- [Given data]
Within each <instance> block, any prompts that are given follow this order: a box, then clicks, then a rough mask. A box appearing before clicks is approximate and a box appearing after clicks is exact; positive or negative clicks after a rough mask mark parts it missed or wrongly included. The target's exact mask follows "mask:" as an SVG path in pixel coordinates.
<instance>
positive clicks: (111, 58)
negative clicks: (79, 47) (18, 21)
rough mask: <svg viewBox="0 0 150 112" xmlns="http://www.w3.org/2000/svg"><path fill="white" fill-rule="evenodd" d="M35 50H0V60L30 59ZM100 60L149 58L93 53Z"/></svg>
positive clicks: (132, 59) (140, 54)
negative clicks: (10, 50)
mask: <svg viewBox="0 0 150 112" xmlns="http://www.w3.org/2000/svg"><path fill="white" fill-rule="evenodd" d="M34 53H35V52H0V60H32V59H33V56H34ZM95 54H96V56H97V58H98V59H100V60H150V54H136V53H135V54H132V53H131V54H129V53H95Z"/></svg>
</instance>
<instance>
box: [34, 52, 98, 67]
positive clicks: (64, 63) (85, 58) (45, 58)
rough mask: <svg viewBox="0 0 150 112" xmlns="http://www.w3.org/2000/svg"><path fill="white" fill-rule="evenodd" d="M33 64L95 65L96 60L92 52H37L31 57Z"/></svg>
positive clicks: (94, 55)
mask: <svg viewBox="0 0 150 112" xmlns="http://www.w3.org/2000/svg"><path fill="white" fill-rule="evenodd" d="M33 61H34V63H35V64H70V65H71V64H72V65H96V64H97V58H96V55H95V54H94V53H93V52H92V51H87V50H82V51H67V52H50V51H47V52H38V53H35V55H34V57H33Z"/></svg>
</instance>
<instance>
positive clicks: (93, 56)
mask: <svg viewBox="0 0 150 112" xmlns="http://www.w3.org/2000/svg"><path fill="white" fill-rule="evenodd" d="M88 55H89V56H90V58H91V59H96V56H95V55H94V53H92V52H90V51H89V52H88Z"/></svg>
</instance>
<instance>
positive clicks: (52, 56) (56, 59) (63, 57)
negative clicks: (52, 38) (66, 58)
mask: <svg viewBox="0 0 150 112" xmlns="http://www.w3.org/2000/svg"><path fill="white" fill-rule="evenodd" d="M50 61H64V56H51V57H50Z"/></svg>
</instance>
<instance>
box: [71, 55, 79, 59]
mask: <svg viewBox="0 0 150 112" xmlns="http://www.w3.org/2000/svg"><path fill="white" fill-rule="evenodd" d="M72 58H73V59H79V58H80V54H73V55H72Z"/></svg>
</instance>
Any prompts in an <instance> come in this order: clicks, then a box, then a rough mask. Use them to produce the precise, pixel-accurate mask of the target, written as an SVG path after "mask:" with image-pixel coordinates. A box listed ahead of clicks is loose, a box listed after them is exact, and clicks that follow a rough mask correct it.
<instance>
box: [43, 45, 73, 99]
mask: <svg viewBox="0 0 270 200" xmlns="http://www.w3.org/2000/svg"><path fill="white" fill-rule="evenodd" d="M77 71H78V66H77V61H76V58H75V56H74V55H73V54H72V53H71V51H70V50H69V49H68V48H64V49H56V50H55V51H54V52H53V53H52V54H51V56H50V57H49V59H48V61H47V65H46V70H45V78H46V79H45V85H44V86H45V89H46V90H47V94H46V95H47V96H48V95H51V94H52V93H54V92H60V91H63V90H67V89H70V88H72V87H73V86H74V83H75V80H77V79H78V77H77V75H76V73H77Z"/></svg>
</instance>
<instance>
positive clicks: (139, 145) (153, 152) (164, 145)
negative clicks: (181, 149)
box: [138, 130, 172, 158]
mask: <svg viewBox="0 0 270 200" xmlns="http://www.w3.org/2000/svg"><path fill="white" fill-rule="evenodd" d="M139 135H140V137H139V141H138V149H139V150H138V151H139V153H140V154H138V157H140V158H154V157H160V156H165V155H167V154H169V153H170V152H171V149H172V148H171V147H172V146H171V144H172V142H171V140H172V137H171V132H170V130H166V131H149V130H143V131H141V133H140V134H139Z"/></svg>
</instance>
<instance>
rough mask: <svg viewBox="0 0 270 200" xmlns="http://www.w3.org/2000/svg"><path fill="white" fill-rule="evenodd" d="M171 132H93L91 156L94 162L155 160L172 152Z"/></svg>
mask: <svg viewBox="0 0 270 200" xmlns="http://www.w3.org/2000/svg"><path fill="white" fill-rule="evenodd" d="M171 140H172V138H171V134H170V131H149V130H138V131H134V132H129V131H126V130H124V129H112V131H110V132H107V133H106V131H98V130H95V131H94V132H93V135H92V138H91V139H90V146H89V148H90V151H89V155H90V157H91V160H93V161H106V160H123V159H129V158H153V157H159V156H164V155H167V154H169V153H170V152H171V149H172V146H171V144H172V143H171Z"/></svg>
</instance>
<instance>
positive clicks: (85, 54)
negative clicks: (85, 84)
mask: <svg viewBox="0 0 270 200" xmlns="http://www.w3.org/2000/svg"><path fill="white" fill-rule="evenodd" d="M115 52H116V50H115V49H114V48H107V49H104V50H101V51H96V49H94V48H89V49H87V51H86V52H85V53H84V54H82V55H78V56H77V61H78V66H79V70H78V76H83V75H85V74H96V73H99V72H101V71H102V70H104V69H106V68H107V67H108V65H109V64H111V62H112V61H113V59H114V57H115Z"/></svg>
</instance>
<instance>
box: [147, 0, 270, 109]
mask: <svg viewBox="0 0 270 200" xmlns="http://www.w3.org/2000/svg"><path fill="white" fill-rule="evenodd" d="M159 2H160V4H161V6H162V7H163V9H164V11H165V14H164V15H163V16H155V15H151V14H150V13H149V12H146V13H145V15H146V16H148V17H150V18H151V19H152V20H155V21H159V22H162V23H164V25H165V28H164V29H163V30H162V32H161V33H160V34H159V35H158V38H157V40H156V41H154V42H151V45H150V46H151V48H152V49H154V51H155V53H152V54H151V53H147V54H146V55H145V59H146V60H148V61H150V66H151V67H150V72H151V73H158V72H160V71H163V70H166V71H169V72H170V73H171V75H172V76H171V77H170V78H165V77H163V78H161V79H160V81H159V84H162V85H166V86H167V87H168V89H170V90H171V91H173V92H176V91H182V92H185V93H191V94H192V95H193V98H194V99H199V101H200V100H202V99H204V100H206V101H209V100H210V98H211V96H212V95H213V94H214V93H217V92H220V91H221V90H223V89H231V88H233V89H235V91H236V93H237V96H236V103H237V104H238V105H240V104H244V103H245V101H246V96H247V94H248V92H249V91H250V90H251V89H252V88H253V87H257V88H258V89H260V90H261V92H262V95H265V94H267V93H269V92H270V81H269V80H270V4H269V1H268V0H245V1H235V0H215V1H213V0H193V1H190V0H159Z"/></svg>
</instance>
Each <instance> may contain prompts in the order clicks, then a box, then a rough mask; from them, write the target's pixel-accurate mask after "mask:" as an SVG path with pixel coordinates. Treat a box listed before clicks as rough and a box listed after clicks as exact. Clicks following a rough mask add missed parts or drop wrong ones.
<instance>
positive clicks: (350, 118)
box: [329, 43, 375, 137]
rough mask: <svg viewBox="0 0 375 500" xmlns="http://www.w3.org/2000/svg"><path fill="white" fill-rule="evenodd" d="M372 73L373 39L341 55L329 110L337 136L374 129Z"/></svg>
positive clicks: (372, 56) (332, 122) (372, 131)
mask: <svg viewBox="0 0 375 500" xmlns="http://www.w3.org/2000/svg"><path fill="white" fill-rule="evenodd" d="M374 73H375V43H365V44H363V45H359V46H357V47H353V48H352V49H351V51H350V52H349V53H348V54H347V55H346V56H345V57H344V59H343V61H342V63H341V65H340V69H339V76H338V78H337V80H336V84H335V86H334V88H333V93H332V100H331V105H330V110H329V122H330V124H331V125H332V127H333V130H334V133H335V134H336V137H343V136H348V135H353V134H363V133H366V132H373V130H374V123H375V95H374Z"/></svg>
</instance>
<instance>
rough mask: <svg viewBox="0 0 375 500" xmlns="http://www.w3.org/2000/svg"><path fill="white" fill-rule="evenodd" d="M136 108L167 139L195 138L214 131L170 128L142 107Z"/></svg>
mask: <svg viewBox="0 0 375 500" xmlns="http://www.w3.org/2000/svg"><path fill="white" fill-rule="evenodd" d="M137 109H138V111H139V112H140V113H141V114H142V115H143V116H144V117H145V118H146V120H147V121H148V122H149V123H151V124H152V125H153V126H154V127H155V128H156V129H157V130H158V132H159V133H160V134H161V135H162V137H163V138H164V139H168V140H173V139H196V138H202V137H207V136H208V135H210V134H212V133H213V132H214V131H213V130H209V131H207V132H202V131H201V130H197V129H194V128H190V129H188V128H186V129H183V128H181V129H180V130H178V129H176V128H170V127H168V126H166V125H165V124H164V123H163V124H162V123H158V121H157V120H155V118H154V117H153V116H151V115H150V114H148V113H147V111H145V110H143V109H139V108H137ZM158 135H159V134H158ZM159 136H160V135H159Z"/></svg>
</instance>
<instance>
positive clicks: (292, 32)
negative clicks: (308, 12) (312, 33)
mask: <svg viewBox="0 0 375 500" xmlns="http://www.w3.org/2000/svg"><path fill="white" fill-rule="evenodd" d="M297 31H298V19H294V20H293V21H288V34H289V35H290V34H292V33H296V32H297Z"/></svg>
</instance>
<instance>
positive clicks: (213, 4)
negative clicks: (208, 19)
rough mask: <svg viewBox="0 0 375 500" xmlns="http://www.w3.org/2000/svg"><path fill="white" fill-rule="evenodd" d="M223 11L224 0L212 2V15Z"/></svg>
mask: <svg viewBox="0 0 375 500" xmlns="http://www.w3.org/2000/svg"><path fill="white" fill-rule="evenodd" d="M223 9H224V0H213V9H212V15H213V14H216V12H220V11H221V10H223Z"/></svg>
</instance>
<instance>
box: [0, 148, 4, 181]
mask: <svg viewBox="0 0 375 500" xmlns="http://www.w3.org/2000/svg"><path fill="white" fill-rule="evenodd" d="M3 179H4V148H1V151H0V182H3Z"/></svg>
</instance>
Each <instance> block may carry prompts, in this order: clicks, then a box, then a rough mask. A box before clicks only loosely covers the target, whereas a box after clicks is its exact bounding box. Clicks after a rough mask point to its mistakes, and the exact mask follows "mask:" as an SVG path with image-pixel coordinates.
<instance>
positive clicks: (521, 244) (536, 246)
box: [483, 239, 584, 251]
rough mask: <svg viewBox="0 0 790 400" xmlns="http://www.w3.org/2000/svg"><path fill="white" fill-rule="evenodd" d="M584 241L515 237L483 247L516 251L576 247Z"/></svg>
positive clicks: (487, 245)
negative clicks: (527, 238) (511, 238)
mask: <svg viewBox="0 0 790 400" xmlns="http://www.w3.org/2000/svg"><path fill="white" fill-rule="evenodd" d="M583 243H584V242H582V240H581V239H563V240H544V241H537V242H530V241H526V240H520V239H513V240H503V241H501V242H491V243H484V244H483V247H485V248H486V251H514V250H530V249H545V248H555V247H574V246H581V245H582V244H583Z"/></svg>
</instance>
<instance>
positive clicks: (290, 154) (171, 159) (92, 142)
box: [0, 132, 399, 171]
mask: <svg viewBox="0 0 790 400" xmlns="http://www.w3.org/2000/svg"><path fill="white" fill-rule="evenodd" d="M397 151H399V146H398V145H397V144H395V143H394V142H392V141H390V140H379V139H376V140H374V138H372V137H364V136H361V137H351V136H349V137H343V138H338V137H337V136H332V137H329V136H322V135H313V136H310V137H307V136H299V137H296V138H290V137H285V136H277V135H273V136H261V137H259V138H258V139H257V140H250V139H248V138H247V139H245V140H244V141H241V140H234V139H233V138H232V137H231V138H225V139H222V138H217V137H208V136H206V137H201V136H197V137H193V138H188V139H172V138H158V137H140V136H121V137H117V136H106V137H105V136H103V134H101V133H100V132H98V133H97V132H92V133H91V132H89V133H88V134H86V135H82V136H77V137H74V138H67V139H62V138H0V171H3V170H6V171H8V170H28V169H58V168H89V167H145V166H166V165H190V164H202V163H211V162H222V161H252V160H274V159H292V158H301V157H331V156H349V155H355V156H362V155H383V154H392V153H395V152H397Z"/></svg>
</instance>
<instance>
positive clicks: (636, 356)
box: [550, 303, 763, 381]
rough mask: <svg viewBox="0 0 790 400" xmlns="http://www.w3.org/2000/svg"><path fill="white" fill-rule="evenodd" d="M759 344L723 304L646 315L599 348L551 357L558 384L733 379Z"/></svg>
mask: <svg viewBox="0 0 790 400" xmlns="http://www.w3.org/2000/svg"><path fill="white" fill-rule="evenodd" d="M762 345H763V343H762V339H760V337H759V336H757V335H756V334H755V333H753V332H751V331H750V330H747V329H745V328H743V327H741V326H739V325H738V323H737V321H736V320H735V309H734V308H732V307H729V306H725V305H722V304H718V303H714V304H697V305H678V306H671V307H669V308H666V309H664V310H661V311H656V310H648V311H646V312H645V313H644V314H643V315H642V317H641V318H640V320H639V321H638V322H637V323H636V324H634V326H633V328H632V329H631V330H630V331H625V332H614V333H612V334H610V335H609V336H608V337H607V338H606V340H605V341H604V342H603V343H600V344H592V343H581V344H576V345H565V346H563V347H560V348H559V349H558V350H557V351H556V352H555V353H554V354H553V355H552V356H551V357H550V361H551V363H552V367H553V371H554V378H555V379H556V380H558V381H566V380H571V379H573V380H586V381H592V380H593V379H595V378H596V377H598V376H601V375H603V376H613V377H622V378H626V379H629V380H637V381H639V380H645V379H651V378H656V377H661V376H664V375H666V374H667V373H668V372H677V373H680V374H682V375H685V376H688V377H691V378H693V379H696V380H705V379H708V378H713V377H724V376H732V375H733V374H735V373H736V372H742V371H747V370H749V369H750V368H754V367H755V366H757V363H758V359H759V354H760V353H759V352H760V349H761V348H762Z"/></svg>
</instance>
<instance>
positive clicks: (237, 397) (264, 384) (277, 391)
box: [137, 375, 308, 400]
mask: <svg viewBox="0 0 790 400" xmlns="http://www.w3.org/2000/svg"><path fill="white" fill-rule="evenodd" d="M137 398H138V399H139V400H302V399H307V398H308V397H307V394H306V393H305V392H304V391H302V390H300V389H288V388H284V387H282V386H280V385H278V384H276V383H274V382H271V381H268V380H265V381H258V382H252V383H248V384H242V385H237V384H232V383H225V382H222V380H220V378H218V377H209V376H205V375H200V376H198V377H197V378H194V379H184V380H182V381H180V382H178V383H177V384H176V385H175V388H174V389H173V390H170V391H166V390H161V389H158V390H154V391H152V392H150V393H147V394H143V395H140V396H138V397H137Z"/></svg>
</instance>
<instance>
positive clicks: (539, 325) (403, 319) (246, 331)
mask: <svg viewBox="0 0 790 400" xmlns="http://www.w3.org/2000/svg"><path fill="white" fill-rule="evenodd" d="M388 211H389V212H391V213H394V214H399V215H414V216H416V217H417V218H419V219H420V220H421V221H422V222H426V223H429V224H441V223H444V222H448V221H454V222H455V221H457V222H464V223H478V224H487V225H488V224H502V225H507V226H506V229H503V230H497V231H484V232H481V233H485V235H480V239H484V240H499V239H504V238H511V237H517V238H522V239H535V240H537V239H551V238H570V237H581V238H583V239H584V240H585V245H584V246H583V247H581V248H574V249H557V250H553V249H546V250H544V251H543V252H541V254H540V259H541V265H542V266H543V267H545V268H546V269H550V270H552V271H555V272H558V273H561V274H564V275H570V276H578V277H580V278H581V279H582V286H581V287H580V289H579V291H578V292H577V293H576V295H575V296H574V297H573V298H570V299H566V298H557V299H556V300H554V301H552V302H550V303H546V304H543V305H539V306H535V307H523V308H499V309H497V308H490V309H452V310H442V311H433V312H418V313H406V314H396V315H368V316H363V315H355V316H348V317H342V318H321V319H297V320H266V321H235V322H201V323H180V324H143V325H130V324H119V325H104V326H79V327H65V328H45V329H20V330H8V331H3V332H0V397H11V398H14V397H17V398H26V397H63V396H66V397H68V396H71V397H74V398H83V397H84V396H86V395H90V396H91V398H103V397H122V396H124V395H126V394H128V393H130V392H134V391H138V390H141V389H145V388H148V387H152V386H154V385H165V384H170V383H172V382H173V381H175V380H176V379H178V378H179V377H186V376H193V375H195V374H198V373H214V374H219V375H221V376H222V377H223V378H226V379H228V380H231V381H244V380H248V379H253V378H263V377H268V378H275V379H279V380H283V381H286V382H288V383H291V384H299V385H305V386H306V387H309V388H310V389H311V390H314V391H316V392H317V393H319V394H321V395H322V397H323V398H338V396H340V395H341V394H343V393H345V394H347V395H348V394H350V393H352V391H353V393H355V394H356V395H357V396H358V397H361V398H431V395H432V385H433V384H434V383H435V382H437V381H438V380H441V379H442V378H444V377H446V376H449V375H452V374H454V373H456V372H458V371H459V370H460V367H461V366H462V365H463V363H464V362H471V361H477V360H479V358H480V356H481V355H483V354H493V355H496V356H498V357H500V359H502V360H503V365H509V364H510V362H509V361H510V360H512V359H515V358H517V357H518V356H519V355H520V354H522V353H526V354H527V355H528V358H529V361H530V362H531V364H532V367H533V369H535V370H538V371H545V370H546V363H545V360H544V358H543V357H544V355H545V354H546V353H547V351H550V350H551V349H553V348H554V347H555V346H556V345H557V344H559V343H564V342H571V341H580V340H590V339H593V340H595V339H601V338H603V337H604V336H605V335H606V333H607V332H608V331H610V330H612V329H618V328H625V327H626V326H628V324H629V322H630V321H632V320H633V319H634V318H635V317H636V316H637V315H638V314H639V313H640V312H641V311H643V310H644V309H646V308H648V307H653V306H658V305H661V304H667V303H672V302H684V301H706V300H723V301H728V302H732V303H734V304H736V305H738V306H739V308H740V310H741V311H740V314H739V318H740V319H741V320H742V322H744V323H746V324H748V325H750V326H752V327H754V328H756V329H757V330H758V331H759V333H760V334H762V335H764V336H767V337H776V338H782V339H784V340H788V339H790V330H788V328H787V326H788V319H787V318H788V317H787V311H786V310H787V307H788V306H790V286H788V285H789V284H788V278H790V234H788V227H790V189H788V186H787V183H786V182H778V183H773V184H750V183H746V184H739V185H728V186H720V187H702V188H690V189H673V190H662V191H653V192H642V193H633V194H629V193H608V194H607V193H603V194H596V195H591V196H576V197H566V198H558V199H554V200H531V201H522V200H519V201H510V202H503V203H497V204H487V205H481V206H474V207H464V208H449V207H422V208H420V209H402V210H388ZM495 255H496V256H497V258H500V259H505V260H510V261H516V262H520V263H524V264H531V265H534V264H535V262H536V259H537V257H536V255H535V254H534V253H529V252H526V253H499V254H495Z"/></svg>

- [What you have to do]
What lines in the material above hold the word "image"? Pull them out.

- [Task solution]
Any prompts in an <instance> come in this order: clicks, then a box, then a rough mask. Use them to produce the precise, pixel-accurate mask of the target, written as an SVG path after "mask:" with image-pixel coordinates. A box listed ahead of clicks is loose, a box listed after them is exact, and clicks that follow a rough mask correct it.
Each <instance> block may carry prompts, in this order: clicks, then a box, then a rough mask. A box before clicks only loosely covers the target, whereas a box after clicks is its exact bounding box. Clicks after a rough mask point to its mistakes, and the exact mask follows "mask:" as an SVG path with image-pixel coordinates.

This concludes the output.